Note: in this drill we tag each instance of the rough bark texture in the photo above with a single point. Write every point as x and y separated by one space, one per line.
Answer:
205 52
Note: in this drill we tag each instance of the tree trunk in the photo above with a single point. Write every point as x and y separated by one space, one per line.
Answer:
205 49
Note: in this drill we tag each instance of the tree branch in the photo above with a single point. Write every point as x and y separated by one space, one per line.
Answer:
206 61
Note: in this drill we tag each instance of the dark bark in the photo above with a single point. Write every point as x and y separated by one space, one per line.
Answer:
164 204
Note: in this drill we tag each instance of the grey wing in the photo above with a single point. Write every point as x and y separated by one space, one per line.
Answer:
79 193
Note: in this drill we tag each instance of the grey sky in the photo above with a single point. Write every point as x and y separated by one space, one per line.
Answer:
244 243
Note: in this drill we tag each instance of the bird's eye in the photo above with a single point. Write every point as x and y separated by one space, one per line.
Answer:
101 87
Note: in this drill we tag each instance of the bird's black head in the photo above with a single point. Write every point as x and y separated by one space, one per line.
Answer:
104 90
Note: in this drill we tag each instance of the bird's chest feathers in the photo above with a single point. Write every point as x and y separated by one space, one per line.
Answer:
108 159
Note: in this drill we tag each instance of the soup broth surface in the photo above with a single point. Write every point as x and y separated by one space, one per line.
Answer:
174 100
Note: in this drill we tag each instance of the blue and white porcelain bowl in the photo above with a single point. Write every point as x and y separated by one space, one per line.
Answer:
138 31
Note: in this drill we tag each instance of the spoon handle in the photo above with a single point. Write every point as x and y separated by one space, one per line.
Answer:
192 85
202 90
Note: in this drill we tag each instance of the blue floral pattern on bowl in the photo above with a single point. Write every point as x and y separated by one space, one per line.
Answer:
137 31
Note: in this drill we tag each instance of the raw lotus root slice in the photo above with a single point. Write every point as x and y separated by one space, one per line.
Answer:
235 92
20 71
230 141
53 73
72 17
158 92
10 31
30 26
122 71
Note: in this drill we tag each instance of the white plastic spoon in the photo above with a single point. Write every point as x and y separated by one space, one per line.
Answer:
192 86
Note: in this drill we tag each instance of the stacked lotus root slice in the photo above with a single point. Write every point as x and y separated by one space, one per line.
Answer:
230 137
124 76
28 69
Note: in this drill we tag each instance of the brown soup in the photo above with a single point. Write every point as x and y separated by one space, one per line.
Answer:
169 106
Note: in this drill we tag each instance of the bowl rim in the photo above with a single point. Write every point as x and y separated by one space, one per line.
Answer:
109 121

################

## TASK
Repeat every entry exactly, please.

## WRITTEN SOLUTION
Note: in this drill we tag each instance of the rough bark texture in the photo above with a single point. Write every point as x and y separated by one space, one per line.
Answer:
205 52
Note: in this drill we tag each instance of the tree trunk in the photo above with a single point. Write every point as x and y separated by one space, one per line.
Answer:
205 49
Note: in this drill we tag each instance of the tree branch in the photo above with a single point. Write every point as x and y separated by one space, one per line.
Answer:
206 61
Note: in this drill we tag each instance of the dark bark in the photo above with a single point. Write every point as x and y separated by one space, one per line.
Answer:
164 204
Note: in this drill we tag each instance of the grey wing in the photo above with a single point. Write every point as x and y separated by one space, one per line.
Answer:
79 193
Note: in this drill we tag each instance of the grey sky in the photo above with a single point. Write every point as x and y separated by one space, one per line.
Answer:
244 243
Note: in this drill we tag each instance of the bird's eye in the photo above with a single point. Write every point as x and y separated by one space, one per line.
Answer:
101 87
Note: in this drill we tag each instance of the bird's black head in the photo above with a single point. Write every point as x and y separated by one space, one per line.
Answer:
104 90
Note: in this drill we tag each instance of the bird's chest feathers in the photo above with a single point. Write every point as x and y separated by one space, one per line.
Answer:
108 159
Note: in this drill we tag each instance of the soup broth surface in the photo above with a single point. Write every point as x and y separated by one space, one per line.
Answer:
174 100
Note: in this drill we tag each instance of the blue and white porcelain bowl in the photo above with a single point. Write every point as x and y separated by one space, one per line.
Answer:
138 31
Note: in this drill we tag each instance of the spoon handle in the photo above with a single point. Write every point as x and y separated by one space, one per line.
Answer:
192 85
202 90
Note: in this drill we tag each instance of the blue floral pattern on bowl in the photo above with a single point. Write every point as x and y separated by one space, one per line.
Answer:
137 31
Note: in this drill we tag each instance of the raw lotus root slice in the photo above with a single point. Write every point as x and y separated by one space, one per line.
Answer:
235 92
20 71
230 141
53 73
72 17
158 92
10 31
30 26
122 71
Note: in this drill we tag each instance of the white plastic spoon in the photo above with a single point. Write every point as x and y separated by one space, one per line.
Answer:
192 86
Note: in this drill we tag each instance of the stacked lotus root slice in the photo above with a single point. Write every point as x and y separated by one space, one per line.
Answer:
230 137
124 76
28 69
Note: in this drill we tag each instance of the brown soup in the photo above with a single point. Write every point as x and y separated by one space, one per line.
Answer:
169 106
Note: in this drill we tag each instance of the bowl rim in the photo above with a single point. Write every point as x and y separated by one space, one per line.
Answer:
109 121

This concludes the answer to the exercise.